>> Begin Data to process

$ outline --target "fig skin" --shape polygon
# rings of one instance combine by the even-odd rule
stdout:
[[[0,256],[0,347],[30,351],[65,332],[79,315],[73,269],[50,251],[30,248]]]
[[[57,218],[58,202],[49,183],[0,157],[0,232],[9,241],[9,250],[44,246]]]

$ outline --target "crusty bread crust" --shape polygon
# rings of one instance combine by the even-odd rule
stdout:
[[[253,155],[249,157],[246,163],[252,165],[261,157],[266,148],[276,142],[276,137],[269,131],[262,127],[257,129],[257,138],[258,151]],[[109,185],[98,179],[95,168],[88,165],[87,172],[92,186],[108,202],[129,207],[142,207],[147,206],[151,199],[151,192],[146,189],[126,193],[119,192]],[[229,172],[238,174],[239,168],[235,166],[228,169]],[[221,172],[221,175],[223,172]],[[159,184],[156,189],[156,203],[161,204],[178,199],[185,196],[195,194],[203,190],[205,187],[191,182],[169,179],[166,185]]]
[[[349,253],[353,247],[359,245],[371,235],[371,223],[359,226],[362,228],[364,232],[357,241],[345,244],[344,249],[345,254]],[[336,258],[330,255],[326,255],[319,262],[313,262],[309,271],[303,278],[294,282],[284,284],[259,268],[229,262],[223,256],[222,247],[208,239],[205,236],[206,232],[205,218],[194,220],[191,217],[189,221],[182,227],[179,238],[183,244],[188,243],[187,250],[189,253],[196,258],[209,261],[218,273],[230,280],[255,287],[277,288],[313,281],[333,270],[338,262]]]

>> End Data to process

_Given task:_
Copy every line of the rows above that contains the word "outline". Match case exactly.

_Written answer:_
$ outline --target "fig skin" --shape polygon
$ outline --target "crusty bread crust" --shape polygon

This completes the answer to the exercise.